* Material to process *
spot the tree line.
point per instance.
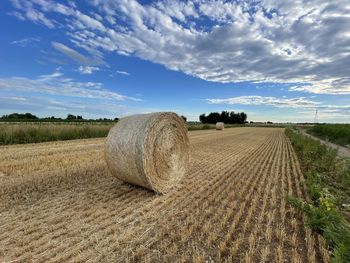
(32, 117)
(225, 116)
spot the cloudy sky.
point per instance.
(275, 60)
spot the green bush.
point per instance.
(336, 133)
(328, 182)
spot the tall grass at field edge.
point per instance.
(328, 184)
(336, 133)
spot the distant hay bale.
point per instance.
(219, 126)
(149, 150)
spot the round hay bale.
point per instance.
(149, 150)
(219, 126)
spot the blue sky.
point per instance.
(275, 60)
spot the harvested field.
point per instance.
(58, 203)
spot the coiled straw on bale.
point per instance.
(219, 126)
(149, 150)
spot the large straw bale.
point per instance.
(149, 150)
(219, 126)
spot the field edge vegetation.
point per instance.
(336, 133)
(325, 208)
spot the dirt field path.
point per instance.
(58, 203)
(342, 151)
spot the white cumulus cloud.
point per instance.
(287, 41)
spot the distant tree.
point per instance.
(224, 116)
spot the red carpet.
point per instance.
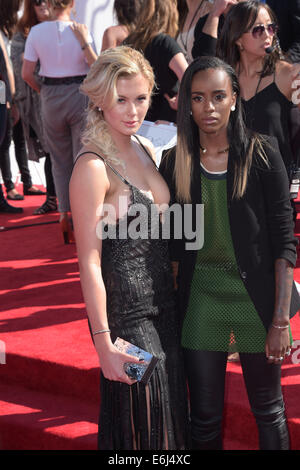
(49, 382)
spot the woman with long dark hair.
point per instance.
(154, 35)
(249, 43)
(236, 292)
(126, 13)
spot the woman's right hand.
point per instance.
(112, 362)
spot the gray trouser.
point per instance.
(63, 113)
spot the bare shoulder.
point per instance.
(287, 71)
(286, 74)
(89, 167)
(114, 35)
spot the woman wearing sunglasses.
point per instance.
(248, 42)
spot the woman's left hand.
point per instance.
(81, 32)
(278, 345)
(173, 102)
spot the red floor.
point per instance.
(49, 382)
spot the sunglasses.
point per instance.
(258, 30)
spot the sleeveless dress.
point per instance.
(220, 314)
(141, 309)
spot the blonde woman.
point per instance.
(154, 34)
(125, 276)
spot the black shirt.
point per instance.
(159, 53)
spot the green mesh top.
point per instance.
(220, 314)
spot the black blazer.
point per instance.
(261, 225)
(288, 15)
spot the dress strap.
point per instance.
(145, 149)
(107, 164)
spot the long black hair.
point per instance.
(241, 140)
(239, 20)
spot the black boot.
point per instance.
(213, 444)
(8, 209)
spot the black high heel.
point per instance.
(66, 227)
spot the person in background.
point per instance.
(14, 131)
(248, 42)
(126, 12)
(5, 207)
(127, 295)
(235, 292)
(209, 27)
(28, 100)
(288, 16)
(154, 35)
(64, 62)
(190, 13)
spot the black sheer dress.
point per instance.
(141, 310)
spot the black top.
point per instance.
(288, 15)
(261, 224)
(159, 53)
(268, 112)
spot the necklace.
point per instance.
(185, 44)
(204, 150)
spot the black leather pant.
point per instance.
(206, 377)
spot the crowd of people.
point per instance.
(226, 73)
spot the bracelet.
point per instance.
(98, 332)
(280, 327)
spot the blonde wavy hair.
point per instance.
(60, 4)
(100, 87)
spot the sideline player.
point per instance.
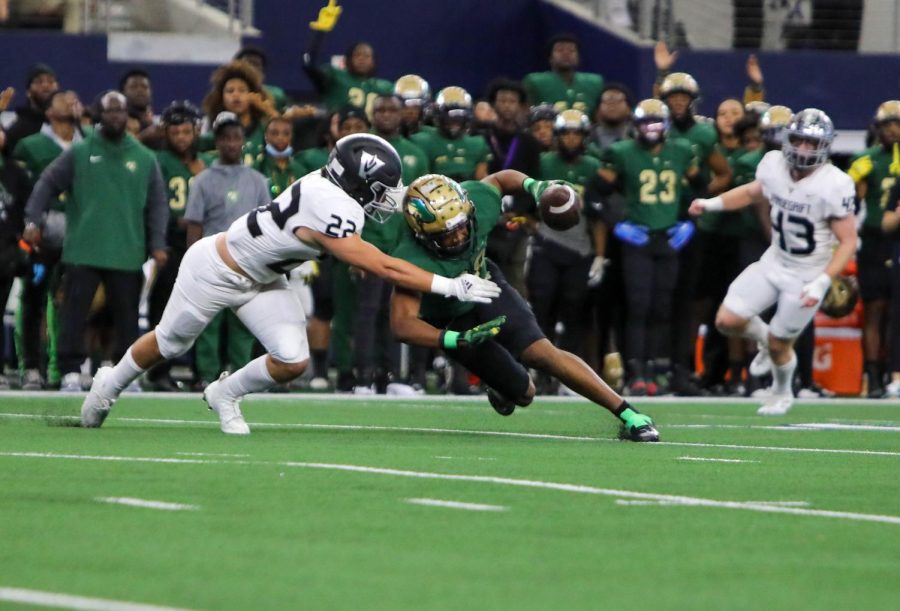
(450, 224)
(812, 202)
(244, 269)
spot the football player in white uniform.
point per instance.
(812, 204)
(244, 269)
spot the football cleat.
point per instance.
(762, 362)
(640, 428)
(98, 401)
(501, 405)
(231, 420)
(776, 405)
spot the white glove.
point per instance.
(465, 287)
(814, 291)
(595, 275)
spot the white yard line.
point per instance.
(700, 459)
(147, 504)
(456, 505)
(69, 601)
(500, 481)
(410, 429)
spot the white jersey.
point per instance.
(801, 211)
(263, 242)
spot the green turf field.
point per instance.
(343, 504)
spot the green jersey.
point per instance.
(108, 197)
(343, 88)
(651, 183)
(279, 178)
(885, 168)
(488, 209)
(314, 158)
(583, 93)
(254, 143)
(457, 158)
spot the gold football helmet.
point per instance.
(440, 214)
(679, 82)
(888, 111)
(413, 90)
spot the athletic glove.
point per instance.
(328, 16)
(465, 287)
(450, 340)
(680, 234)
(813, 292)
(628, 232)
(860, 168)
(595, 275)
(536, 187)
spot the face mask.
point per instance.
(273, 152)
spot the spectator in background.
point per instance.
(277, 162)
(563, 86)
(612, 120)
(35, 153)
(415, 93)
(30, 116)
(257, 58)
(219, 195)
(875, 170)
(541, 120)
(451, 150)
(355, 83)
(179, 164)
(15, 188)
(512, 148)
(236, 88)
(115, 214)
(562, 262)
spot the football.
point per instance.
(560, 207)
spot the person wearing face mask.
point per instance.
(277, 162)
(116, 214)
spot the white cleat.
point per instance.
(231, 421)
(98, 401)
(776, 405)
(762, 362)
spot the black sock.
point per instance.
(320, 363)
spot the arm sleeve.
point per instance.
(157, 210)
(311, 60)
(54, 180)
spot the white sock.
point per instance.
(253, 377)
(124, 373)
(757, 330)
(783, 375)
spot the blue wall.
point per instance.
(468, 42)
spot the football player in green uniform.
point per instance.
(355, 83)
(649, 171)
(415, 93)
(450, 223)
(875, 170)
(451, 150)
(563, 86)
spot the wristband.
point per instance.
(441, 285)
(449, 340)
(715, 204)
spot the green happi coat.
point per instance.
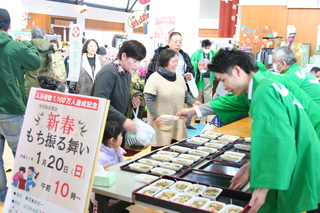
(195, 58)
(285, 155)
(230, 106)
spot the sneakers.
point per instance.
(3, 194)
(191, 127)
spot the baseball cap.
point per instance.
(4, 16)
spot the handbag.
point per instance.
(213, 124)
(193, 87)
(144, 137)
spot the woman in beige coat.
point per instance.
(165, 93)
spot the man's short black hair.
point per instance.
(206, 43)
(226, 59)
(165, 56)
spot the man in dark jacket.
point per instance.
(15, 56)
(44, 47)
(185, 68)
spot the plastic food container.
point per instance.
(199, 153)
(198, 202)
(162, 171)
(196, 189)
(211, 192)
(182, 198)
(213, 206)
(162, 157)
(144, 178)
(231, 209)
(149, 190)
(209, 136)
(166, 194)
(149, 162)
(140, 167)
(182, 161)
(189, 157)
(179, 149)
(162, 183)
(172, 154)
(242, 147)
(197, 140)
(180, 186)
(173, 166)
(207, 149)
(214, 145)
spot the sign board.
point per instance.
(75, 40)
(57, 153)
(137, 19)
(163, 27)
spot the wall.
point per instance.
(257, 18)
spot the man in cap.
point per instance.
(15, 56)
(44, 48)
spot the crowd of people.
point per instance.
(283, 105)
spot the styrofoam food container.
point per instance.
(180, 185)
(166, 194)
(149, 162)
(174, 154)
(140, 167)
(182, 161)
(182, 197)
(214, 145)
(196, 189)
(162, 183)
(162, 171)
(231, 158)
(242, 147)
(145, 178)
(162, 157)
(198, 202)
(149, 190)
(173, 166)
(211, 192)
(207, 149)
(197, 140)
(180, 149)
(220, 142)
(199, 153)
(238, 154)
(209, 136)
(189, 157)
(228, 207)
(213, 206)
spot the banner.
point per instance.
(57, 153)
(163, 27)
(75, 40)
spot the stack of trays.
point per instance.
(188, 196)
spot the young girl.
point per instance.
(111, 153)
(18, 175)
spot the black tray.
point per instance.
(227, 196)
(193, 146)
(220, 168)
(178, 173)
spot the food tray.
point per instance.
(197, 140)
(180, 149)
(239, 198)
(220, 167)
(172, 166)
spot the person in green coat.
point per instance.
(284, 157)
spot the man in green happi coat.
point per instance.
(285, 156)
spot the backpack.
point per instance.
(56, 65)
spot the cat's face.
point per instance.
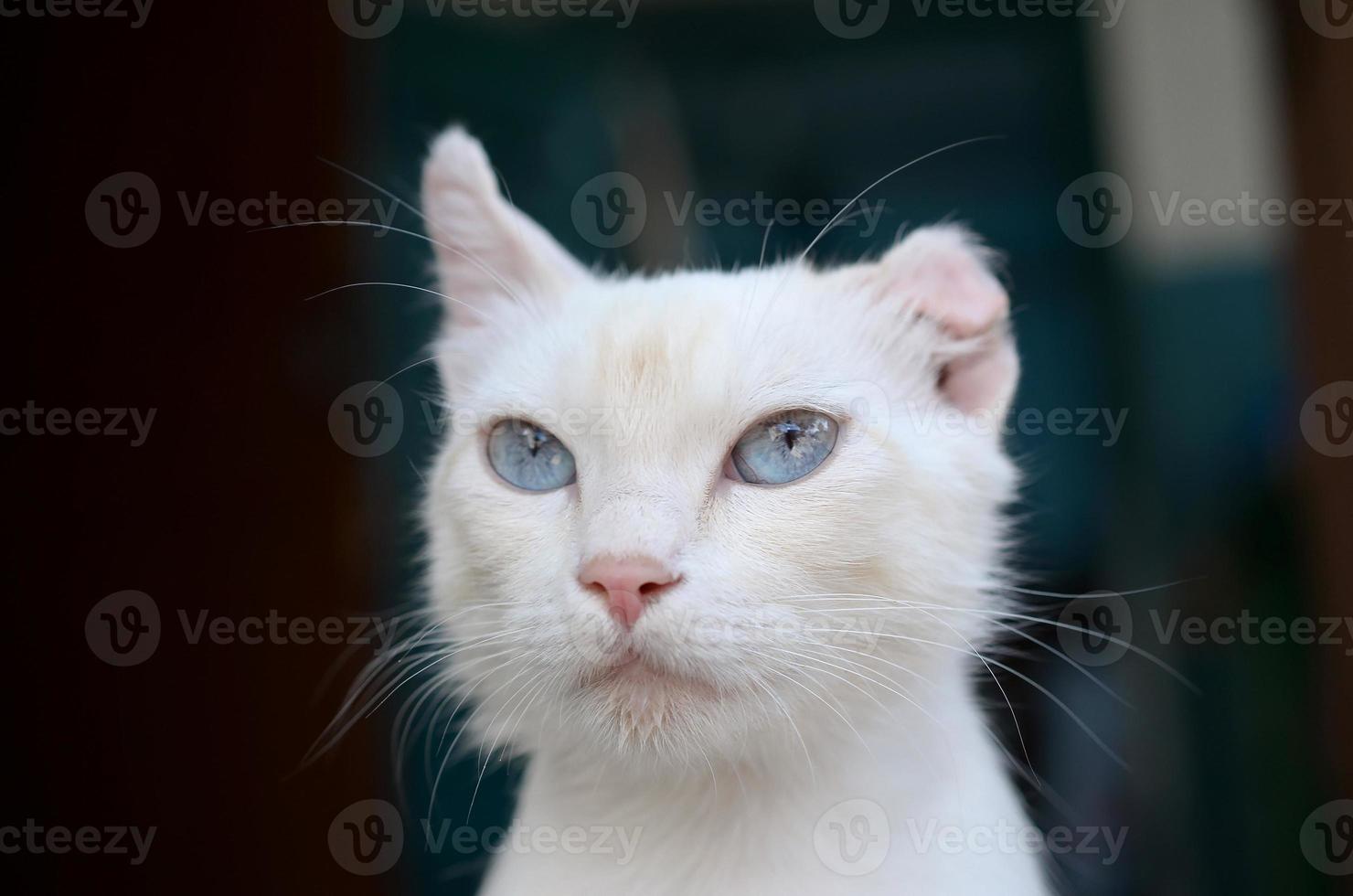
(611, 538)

* Exercise directions *
Write out all of the data above again, word for word, and leave out the pictures.

* Full response *
spot the tree line.
point per instance.
(32, 117)
(225, 116)
spot the cloudy sky.
point per instance.
(275, 60)
spot the green bush.
point per instance.
(336, 133)
(328, 182)
spot the tall grass at field edge.
point per instance.
(328, 184)
(336, 133)
spot the distant hay bale.
point per instance.
(219, 126)
(149, 150)
spot the round hay bale.
point per instance.
(149, 150)
(219, 126)
spot the blue sky.
point per instance.
(275, 60)
spot the harvested field.
point per instance.
(58, 203)
spot the coiled straw on bale.
point per instance.
(219, 126)
(149, 150)
spot the large straw bale.
point per instance.
(149, 150)
(219, 126)
spot the field edge vegetation.
point per instance.
(336, 133)
(325, 208)
spot the dirt field path.
point per instance.
(58, 203)
(342, 151)
spot the white cumulus cloud.
point per instance.
(287, 41)
spot the distant tree.
point per instance.
(224, 116)
spot the red carpet.
point per instance.
(49, 382)
spot the woman with long dark hair.
point per instance.
(154, 35)
(249, 43)
(236, 292)
(126, 13)
spot the woman's right hand.
point per instance.
(112, 362)
spot the gray trouser.
point per instance.
(63, 113)
spot the bare shoulder.
point per instance.
(287, 71)
(286, 74)
(89, 167)
(114, 35)
spot the woman wearing sunglasses.
point per instance.
(248, 42)
spot the woman's left hand.
point per instance.
(81, 32)
(278, 345)
(173, 102)
spot the red floor.
point per instance.
(49, 382)
spot the sunglasses.
point per instance.
(258, 30)
spot the sleeveless dress.
point per instance.
(220, 314)
(141, 309)
spot the blonde woman.
point per instance.
(154, 34)
(125, 276)
spot the black shirt.
point per instance.
(159, 53)
spot the green mesh top.
point per instance.
(220, 314)
spot the black blazer.
point per instance.
(261, 225)
(288, 15)
spot the dress strap.
point per instance.
(145, 149)
(107, 164)
spot the long black hair.
point per instance.
(241, 140)
(239, 20)
spot the black boot.
point per instance.
(213, 444)
(8, 209)
spot the black high heel.
point per instance.
(66, 227)
spot the person in background.
point per instance.
(14, 131)
(248, 42)
(126, 12)
(5, 207)
(127, 295)
(235, 292)
(209, 27)
(28, 100)
(288, 16)
(154, 35)
(64, 62)
(190, 13)
spot the black sheer dress.
point per instance.
(141, 310)
spot the black top.
point per instance.
(288, 15)
(261, 224)
(159, 53)
(268, 112)
spot the necklace.
point per instance.
(185, 44)
(204, 150)
spot the black leather pant.
point per instance.
(206, 377)
spot the crowd of people.
point per instance.
(226, 73)
spot the bracelet.
point per instance.
(98, 332)
(280, 327)
spot the blonde wavy hair.
point per instance.
(60, 4)
(100, 87)
spot the sideline player.
point per instance.
(450, 224)
(812, 202)
(244, 269)
spot the football player in white uniform.
point per instance.
(812, 204)
(244, 269)
spot the football cleat.
point per instance.
(762, 362)
(640, 428)
(98, 401)
(501, 405)
(231, 420)
(776, 405)
spot the white glove.
point per instance.
(465, 287)
(814, 291)
(595, 275)
spot the white yard line.
point per instance.
(700, 459)
(147, 504)
(456, 505)
(69, 601)
(500, 481)
(410, 429)
spot the white jersey.
point per instance.
(801, 211)
(263, 242)
spot the green turf field.
point per instance.
(343, 504)
spot the green jersey.
point per instance.
(108, 197)
(343, 88)
(651, 183)
(279, 178)
(885, 168)
(488, 209)
(314, 158)
(583, 93)
(254, 143)
(457, 158)
spot the gold football helmet.
point per instance.
(440, 214)
(679, 82)
(888, 111)
(413, 90)
spot the athletic glove.
point per instance.
(328, 16)
(465, 287)
(450, 340)
(680, 234)
(813, 292)
(628, 232)
(860, 168)
(595, 275)
(536, 187)
spot the face mask.
point per instance.
(273, 152)
spot the spectator in background.
point per instance.
(277, 162)
(563, 86)
(612, 120)
(35, 153)
(415, 93)
(30, 116)
(257, 58)
(219, 195)
(875, 170)
(541, 120)
(451, 150)
(355, 83)
(179, 164)
(15, 188)
(512, 148)
(236, 88)
(115, 214)
(562, 262)
spot the football.
point per instance.
(560, 207)
spot the person wearing face mask.
point per instance.
(277, 162)
(116, 214)
spot the white cleat.
point per instance.
(231, 421)
(98, 401)
(776, 405)
(762, 362)
spot the black sock.
point per instance.
(320, 363)
spot the arm sleeve.
point per instance.
(157, 210)
(311, 60)
(54, 180)
spot the white sock.
point per instance.
(253, 377)
(124, 373)
(757, 330)
(783, 375)
spot the blue wall.
point per instance.
(468, 42)
spot the football player in green uniform.
point per instance.
(355, 83)
(649, 171)
(415, 93)
(450, 223)
(875, 170)
(451, 150)
(563, 86)
spot the wristband.
point per instance.
(441, 285)
(449, 340)
(715, 204)
spot the green happi coat.
point per instance.
(195, 58)
(285, 155)
(230, 106)
spot the sneakers.
point per instance.
(3, 194)
(191, 127)
spot the baseball cap.
point per instance.
(4, 16)
spot the handbag.
point per instance.
(213, 124)
(193, 87)
(144, 137)
spot the woman in beige coat.
point per instance.
(165, 93)
spot the man's short black hair.
point per instance.
(206, 43)
(226, 59)
(165, 56)
spot the man in dark jacket.
point per instance.
(15, 56)
(44, 47)
(185, 68)
spot the plastic food container.
point per instance.
(199, 153)
(198, 202)
(162, 171)
(196, 189)
(211, 192)
(182, 198)
(213, 206)
(162, 157)
(144, 178)
(231, 209)
(149, 190)
(209, 136)
(166, 194)
(149, 162)
(140, 167)
(182, 161)
(189, 157)
(179, 149)
(162, 183)
(172, 154)
(242, 147)
(197, 140)
(180, 186)
(173, 166)
(207, 149)
(214, 145)
spot the sign board.
point per instance.
(75, 40)
(57, 153)
(137, 19)
(163, 27)
spot the wall.
point per instance.
(257, 18)
spot the man in cap.
point per instance.
(15, 56)
(44, 48)
spot the crowd of people.
point per instance.
(283, 105)
spot the styrofoam food container.
point per instance.
(180, 185)
(166, 194)
(149, 162)
(174, 154)
(140, 167)
(182, 161)
(182, 197)
(214, 145)
(196, 189)
(162, 183)
(162, 171)
(231, 158)
(242, 147)
(145, 178)
(162, 157)
(198, 202)
(149, 190)
(173, 166)
(211, 192)
(207, 149)
(197, 140)
(180, 149)
(220, 142)
(199, 153)
(238, 154)
(209, 136)
(189, 157)
(228, 207)
(213, 206)
spot the banner.
point per instance.
(57, 153)
(163, 27)
(75, 40)
spot the stack of trays.
point per instance.
(188, 196)
spot the young girl.
point per instance.
(111, 153)
(18, 175)
spot the black tray.
point per instance.
(227, 196)
(193, 146)
(220, 168)
(178, 173)
spot the food tray.
point per instance.
(197, 140)
(180, 149)
(239, 198)
(220, 167)
(172, 166)
spot the person in green coat.
point per instance.
(284, 157)
spot the man in green happi coat.
point per instance.
(285, 156)
spot the backpack.
point per instance.
(56, 65)
spot the cat's face.
point per instance.
(611, 538)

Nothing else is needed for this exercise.